Misty eyed, we all remember the demise of dear old Woolies, RIP, in November last year. But the opening of its store at 52-53 Cornmarket, with its giant pick ’n’ mix sweet counter, its mezzanine cafeteria, its tea at 6d (two and a half ‘new’ pence) a quarter pound, ladies’ nylons at 2/9d (or just under 14p), or pillow cases at 2s (10p), single sheets 6/6 (32.5p), is all but lost in the mists of time.

It opened to the public on Friday, October 18, 1957. On the day before, however, the great and the good of the city were summoned to a sumptuous luncheon, presumably in the aforementioned cafeteria, but with waiters in tails dancing attendence.

I know this because a be-tasselled menu has miraculously survived in this newspaper’s archives. In that age of post-war austerity, they drank Krug Champagne 1949, Macharnudo Fino sherry Chateau Kirwan 1945 or Meurault Charmes 1945, and Hines Grande Fine Champagne Cognac. They ate Les hors d’Ouvre des Gourmets, Le Homard Americaine, Le Faisandeau Roti and much more besides.

How the world has changed: in this age of television cooks constantly telling us about good British food, it is easy to forget that not long ago all fancy English restaurants wrote their menus in French — so convinced was the nation at large that its reputation for the worst food in Europe was well-earned.

But what was all that celebrating about? Also in the archives is a 12-page pull-out-and-keep supplement which appeared in the Oxford Mail on the day of the feasting. It explains that Oxford’s original city-centre Woolworth’s, across Cornmarket Street from the new one, stood on the site of the old Roebuck Hotel, a coaching inn in the 18th and 19th centuries. Woolworths bought and demolished it in 1922, opening for business on the site of the present Boots in 1925.

And the chain store did much the same again in 1939 when it bought another venerable old coaching inn, the Clarendon Hotel (formerly the Star Inn, where the exiled Louis XVIII of France stayed in 1808) — which it demolished in 1954, a victim of Supermac’s “wind of change”.
********************
## PARTS OF THE EXERCISE:
(1) According to the Woolworth's article, why did fancy English restaurants once write their menus in French?
(2) Answer these questions from the Woolworth's article:
(a) On what date did the Cornmarket store open to the public?
(b) In what year did Woolworths buy and demolish the Roebuck Hotel?
(c) Where did the exiled Louis XVIII of France stay in 1808?
(3) Rewrite the stretch of the Woolworth's article from "How the world" through "Boots in 1925.", with "insert" in place of "supplement".

## RAW DATA:
********************
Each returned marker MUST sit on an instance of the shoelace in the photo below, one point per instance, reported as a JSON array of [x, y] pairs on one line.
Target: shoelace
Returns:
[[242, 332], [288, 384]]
********************
## OUTPUTS FOR THE TASKS:
(1) The nation at large was convinced that its reputation for the worst food in Europe was well-earned. For that reason, fancy English restaurants wrote their menus in French.

(2)
(a) Friday, October 18, 1957
(b) 1922
(c) The Clarendon Hotel, formerly the Star Inn

(3)
How the world has changed: in this age of television cooks constantly telling us about good British food, it is easy to forget that not long ago all fancy English restaurants wrote their menus in French — so convinced was the nation at large that its reputation for the worst food in Europe was well-earned.

But what was all that celebrating about? Also in the archives is a 12-page pull-out-and-keep insert which appeared in the Oxford Mail on the day of the feasting. It explains that Oxford’s original city-centre Woolworth’s, across Cornmarket Street from the new one, stood on the site of the old Roebuck Hotel, a coaching inn in the 18th and 19th centuries. Woolworths bought and demolished it in 1922, opening for business on the site of the present Boots in 1925.